Items in a dataset
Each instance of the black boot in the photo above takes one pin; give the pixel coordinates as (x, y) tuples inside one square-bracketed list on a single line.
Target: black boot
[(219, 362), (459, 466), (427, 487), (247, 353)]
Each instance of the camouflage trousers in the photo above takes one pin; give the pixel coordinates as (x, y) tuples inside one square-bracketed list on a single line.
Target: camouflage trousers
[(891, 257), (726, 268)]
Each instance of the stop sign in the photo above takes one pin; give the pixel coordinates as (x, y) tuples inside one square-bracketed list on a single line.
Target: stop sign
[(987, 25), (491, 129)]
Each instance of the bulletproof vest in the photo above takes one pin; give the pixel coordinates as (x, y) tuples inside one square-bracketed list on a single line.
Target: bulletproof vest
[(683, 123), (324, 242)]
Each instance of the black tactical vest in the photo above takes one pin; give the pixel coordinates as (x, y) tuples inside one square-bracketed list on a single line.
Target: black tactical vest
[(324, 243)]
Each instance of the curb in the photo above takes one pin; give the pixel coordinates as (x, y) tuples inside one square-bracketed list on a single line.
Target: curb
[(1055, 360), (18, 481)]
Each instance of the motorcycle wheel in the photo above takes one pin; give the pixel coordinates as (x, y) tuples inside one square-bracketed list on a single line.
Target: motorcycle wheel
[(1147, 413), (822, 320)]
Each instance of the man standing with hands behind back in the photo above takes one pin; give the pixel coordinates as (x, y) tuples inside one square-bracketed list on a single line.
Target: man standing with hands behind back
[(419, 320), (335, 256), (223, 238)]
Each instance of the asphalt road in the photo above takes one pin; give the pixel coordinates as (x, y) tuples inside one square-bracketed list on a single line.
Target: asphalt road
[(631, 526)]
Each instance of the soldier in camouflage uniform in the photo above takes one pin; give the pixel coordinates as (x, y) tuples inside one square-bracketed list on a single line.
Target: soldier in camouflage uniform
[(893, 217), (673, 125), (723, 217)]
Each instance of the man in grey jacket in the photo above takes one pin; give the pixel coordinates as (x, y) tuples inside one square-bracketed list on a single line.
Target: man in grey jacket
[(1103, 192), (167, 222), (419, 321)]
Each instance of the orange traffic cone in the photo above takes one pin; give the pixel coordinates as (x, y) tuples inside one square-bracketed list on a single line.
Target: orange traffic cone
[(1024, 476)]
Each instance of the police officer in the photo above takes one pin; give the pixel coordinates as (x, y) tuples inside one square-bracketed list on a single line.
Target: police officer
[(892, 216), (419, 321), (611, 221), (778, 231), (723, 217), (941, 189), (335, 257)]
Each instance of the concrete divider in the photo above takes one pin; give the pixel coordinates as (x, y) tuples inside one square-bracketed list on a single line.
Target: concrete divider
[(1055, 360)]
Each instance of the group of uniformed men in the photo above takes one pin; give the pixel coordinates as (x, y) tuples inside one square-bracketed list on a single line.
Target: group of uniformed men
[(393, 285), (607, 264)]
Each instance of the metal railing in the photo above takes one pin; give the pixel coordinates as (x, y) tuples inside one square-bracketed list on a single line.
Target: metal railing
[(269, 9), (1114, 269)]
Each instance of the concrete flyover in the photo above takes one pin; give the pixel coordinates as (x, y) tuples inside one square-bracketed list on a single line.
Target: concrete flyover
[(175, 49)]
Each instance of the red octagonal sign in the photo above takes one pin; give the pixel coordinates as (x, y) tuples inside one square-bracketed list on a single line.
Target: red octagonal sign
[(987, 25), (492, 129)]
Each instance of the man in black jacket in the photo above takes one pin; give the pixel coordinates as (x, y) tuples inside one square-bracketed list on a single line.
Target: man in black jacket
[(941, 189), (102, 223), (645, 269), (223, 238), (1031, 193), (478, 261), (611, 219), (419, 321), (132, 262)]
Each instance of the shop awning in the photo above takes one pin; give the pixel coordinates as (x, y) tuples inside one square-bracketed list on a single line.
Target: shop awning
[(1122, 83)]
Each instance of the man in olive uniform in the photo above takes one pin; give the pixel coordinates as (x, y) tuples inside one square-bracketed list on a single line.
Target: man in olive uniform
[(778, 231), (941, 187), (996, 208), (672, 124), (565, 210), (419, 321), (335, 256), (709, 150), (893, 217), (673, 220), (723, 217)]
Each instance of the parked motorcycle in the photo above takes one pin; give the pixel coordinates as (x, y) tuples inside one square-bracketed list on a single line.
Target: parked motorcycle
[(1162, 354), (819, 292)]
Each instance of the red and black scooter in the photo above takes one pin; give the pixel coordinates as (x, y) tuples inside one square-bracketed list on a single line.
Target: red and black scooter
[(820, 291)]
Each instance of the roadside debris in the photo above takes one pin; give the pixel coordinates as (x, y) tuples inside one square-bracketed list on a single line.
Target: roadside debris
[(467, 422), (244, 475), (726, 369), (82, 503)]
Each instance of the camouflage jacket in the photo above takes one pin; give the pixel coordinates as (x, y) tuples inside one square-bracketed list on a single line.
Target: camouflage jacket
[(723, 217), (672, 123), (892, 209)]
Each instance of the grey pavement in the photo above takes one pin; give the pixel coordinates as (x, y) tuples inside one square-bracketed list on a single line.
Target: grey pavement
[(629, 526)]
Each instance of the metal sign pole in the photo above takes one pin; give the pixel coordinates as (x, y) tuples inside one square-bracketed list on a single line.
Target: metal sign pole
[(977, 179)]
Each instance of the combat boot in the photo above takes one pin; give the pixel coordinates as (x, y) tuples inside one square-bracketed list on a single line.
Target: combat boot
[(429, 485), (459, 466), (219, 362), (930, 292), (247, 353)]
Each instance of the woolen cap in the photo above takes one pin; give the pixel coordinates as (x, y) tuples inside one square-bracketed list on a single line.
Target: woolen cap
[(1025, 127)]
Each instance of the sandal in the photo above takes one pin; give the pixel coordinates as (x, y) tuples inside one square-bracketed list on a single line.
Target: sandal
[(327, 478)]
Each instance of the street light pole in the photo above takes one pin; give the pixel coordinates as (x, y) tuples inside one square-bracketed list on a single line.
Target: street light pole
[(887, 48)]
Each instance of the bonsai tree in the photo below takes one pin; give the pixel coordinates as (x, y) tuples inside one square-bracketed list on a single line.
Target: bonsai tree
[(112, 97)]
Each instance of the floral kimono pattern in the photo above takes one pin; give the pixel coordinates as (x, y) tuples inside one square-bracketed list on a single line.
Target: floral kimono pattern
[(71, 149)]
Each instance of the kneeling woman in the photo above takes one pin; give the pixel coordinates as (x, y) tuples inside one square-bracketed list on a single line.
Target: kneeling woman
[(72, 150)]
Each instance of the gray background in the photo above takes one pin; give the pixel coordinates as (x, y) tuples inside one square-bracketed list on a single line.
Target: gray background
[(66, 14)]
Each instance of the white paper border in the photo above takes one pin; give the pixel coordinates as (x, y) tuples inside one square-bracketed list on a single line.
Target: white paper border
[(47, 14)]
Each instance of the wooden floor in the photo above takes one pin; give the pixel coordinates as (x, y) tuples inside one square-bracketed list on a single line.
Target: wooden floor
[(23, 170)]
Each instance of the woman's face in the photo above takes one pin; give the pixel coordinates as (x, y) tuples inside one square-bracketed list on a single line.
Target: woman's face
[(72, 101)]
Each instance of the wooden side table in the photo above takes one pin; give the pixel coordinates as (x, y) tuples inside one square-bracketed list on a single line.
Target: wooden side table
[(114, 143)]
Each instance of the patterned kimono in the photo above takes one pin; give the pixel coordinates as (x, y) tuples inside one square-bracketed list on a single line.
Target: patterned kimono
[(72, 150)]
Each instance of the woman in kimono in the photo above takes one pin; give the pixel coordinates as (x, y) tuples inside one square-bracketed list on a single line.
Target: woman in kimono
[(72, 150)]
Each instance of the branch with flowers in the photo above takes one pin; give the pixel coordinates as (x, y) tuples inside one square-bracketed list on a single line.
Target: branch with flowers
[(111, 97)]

The problem: Rewrite all of the records with "takes one pin" swapped for "gets one point" and every other word left unchanged.

Solution:
Each instance of the black boot in the photo above gets one point; give the pixel coordinates as (x, y) tuples inside one square-bracketed list on a single line.
Target: black boot
[(219, 362), (459, 466), (427, 487), (247, 353)]
Each instance of the camouflage trousers in the photo above gets one point; give the pixel coordinates as (x, y) tuples inside one square-bracketed list on a single line.
Target: camouflage trousers
[(891, 257), (726, 268)]
Each instance of the stop sign in the photo above gets one point; give the pixel coordinates as (x, y) tuples inside one square-bracketed list on a single line.
Target: stop sign
[(987, 25), (491, 129)]
Each instance of the bulletproof vest in the photo above gets one point; give the pixel coordinates as (x, y) tuples inside one square-bracketed list on a single line.
Target: bulletproof vest
[(683, 123), (324, 242)]
Each instance of the black tactical vest in the photo above gets one point; give the pixel coordinates as (x, y) tuples inside one square-bracketed list on a single line.
Target: black tactical vest
[(324, 243)]
Each instance of the curb in the photo above gets one point; give the pixel coordinates as (x, y) tuples inside one square-bracketed list on a single line.
Target: curb
[(1055, 360), (18, 481)]
Each instance of the motorcycle wheel in the photo above gets one point; give the pixel coordinates as (x, y) tuples inside one square-bracketed list on a single line.
Target: motorcycle wheel
[(1147, 413), (822, 320)]
Each instance of the man standing with hands behind back in the photo above gets one point; give the pixel coordinates as (x, y) tuples inside one square-bracketed list on a single line.
Target: man standing with hands behind back
[(419, 320), (335, 256), (223, 238)]
Each instance of the asphalt road in the photo above gets one point; give the pixel coordinates as (x, y) tuples inside one square-bracketed list on a single line.
Target: asphalt road
[(631, 526)]
Each instance of the soldier in camouflage uniform in the photo above gets one point; give the pixel coordinates as (x, y) tuples inside one square-bracketed list on a single line.
Target: soldier in camouflage uniform
[(893, 217), (673, 125), (723, 217)]
Each instance of the man in grey jacket in the photo above gets one point; give the pixel coordinates as (x, y) tuples inside one square-bracketed list on a single line.
Target: man in grey jacket
[(1103, 192), (167, 222), (419, 321)]
Each instance of the orange traffic cone in the photo above gets one point; give the pixel coordinates as (x, y) tuples inside one square-bracketed list on a single line.
Target: orange traffic cone
[(1024, 476)]
Each instance of the police officer in the photo above gets one point; give the pixel coordinates as (x, y) tuples inside one square-bracketed list on a single line.
Target: police officer
[(892, 216), (419, 321), (611, 221), (778, 231), (723, 217), (941, 189), (335, 257)]
Each instance of the concrete divider in the photo above gets one point; give the pixel coordinates as (x, y) tuples inside one square-bracketed list on a single line.
Target: concrete divider
[(1055, 360)]
Each instance of the group of uniformed men in the photo above gets one point; give the pixel coordinates as (x, y) tuples inside one square-bracketed list on a single line.
Target: group of uniformed men
[(393, 285), (607, 264)]
Each instance of the metal railing in the photo above gets one point; give the pixel coordinates as (x, y) tuples inside one square-bracketed list on a single line.
Target: metal railing
[(269, 9), (1114, 269)]
Each instance of the concrete flyover in the photo above gets one point; give the pixel coordinates as (x, y) tuples inside one square-bracketed list on a single line.
Target: concrete flyover
[(175, 49)]
Each instance of the red octagonal sign in the photo above gets one point; give the pixel coordinates as (x, y) tuples inside one square-bracketed list on a single line.
Target: red octagonal sign
[(987, 25), (492, 129)]
Each instance of the man in black jacket in the photo above gets one point; give the pixel coordinates as (x, y) tuples inside one square-bracketed list on a single line.
Target: man in black jacket
[(941, 189), (102, 223), (645, 269), (223, 238), (1031, 193), (478, 261), (611, 219), (419, 321), (132, 262)]
Each instance of the shop awning in the photo above gets one point; give the pixel coordinates as (x, y) tuples inside one square-bracketed list on a single line.
Target: shop awning
[(1122, 83)]
Each instance of the man in olive uniform in the photo above gets one point; give the pixel coordinates as (x, y) tuples inside one square-bracketed list on a single line.
Target: man in olive uniform
[(778, 231), (941, 187), (996, 208), (672, 124), (565, 210), (419, 321), (335, 256), (709, 150), (893, 217), (673, 220), (723, 217)]
Each instance of the parked motorcycle in the photo above gets one point; give the pixel coordinates as (x, y) tuples inside one square-bracketed list on a single line.
Target: parked motorcycle
[(1162, 354), (819, 292)]
Each instance of the red and black scooter in the photo above gets one point; give the pixel coordinates as (x, y) tuples inside one square-bracketed list on a single line.
Target: red and black scooter
[(820, 291)]
Each instance of the roadside debris in the photo above gets one point; give the pixel coordinates as (x, y) tuples inside one square-bracketed list on a single line.
Target: roadside debris
[(467, 422), (244, 475), (726, 369), (82, 503)]
Each instance of the camouflage jacket in the photo above gets one point; give the pixel coordinates as (x, y) tuples inside one square-bracketed list on a single line.
Target: camouflage jacket
[(723, 217), (672, 123), (892, 209)]
Each instance of the grey pavement in the photo above gets one point; give the pixel coordinates as (x, y) tuples inside one square-bracketed list on a single line.
Target: grey pavement
[(629, 526)]
Each instance of the metal sign pole in the photo above gets one point; give the pixel coordinates as (x, y) tuples inside one square-bracketed list on a single line.
Target: metal sign pole
[(977, 179)]
Each instance of the combat boot in the photo above gets one point; give the pixel coordinates as (x, y) tuples inside one square-bracketed list on a single line.
Target: combat boot
[(429, 485), (459, 466), (219, 362), (930, 292), (247, 353)]
Each instance of the woolen cap in the photo above gets one point; give the pixel coordinates as (x, y) tuples inside one square-bracketed list on a single line.
Target: woolen cap
[(1025, 127)]
Each instance of the sandal in the photo above gets one point; give the pixel coordinates as (x, y) tuples inside one square-bracketed list on a single line.
Target: sandal
[(327, 478)]
Each instance of the street light pole in the photo above gets one point; give the pixel coordinates as (x, y) tuples inside one square-bracketed list on a single line.
Target: street light pole
[(887, 48)]
Each instance of the bonsai tree in the photo below gets one point; give the pixel coordinates as (x, y) tuples inside one square-bracketed list on a single line.
Target: bonsai tree
[(112, 97)]
Each instance of the floral kimono pattern in the photo above gets one point; give the pixel coordinates as (x, y) tuples inside one square-bracketed list on a single line.
Target: floral kimono pattern
[(71, 149)]
Each instance of the kneeling woman in the photo above gets one point; give the pixel coordinates as (x, y) tuples inside one square-bracketed list on a single line.
Target: kneeling woman
[(72, 150)]
Each instance of the gray background in the photo above gets one point; give the pixel coordinates as (x, y) tuples inside one square-bracketed list on a single line.
Target: gray background
[(66, 14)]
Each instance of the white paper border in the photo above gets one point; give the pixel coordinates as (x, y) tuples inside one square-bracketed list on a single line.
Target: white paper border
[(47, 14)]
Each instance of the wooden floor in the photo above gets one point; give the pixel coordinates as (x, y) tuples inside one square-bracketed list on a single line.
Target: wooden floor
[(23, 170)]
Each instance of the woman's face in the photo above gets one point; give the pixel coordinates as (x, y) tuples inside one square-bracketed list on a single line.
Target: woman's face
[(72, 101)]
Each instance of the wooden side table in the photo above gets one point; give the pixel coordinates as (x, y) tuples inside one square-bracketed list on a single line.
Target: wooden side table
[(114, 143)]
Each instance of the patterned kimono in the photo above gets one point; give the pixel coordinates as (x, y) tuples inside one square-bracketed list on a single line.
Target: patterned kimono
[(72, 150)]
Each instance of the woman in kimono in the photo above gets one point; give the pixel coordinates as (x, y) tuples inside one square-bracketed list on a single line.
Target: woman in kimono
[(72, 150)]
Each instance of the branch with flowers in the photo above gets one point; give the pixel coordinates as (x, y) tuples inside one square-bracketed list on a single line.
Target: branch with flowers
[(111, 97)]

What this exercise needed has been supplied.